> **Assignment**
Determine how many lines of the data include the word "black", and write only that number.
Recorded data below:
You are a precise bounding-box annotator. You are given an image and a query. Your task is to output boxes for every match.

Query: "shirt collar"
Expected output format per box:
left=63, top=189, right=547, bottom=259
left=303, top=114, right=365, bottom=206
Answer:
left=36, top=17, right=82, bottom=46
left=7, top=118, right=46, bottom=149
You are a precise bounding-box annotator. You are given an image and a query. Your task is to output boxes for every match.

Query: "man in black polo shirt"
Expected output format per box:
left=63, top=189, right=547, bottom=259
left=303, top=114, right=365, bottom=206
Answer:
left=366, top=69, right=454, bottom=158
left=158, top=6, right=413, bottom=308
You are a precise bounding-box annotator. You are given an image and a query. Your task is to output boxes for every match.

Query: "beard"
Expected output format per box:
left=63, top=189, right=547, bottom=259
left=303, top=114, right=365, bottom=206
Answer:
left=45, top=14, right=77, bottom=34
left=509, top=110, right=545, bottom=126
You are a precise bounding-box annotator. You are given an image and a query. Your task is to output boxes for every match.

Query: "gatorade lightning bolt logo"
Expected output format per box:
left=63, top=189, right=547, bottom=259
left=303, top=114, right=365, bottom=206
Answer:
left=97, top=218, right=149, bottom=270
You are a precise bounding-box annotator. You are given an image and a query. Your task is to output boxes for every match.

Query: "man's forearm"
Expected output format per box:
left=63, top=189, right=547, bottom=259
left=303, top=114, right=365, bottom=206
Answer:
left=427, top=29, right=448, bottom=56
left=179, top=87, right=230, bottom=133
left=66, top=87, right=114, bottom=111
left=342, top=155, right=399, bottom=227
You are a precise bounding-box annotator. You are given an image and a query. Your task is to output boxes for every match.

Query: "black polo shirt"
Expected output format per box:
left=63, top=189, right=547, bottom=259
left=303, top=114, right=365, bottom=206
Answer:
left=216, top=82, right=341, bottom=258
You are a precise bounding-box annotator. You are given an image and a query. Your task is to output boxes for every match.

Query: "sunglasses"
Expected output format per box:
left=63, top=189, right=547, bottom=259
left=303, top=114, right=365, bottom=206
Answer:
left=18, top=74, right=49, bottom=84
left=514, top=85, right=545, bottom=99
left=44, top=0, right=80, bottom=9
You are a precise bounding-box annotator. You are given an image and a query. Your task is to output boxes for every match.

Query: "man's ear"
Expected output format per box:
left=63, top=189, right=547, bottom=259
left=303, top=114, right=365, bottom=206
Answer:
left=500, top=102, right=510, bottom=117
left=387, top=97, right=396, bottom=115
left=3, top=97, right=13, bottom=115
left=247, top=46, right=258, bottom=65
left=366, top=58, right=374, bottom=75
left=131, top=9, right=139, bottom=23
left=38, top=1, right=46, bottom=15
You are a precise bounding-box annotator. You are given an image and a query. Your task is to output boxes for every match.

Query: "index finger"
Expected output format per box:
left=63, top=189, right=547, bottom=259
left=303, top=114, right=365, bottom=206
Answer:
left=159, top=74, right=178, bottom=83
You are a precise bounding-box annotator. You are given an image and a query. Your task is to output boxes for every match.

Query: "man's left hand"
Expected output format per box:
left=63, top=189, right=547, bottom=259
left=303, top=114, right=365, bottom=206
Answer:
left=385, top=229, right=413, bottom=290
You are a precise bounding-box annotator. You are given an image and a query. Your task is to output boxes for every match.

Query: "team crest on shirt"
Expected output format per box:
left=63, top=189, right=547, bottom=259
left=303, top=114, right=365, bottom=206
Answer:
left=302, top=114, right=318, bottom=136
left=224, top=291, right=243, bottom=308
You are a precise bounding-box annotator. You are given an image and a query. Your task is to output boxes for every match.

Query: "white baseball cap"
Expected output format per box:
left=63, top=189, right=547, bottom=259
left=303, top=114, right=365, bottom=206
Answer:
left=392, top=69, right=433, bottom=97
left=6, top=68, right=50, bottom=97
End of Recorded data.
> **The completed task**
2